## ACTIVITY
Print out each entry below in full, exactly as given, excluding pictures.

Referring expression data
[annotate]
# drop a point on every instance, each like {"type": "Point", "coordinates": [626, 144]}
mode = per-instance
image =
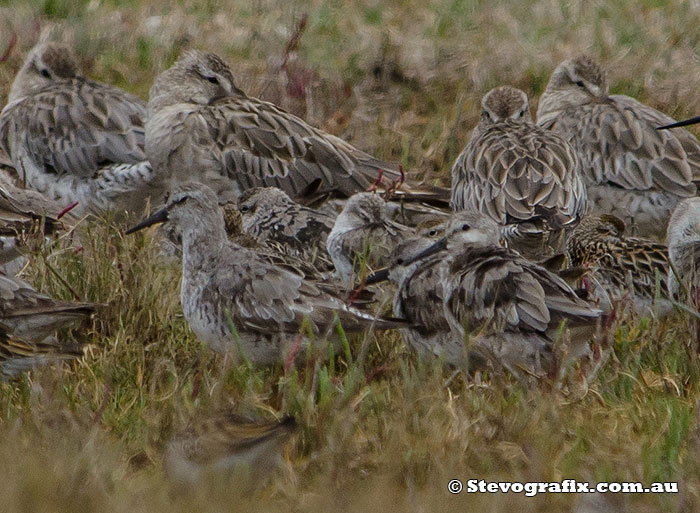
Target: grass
{"type": "Point", "coordinates": [402, 80]}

## SOLVED PROBLEM
[annotate]
# drop a point on every instance, each like {"type": "Point", "coordinates": [626, 144]}
mode = per-instance
image =
Target: grass
{"type": "Point", "coordinates": [402, 80]}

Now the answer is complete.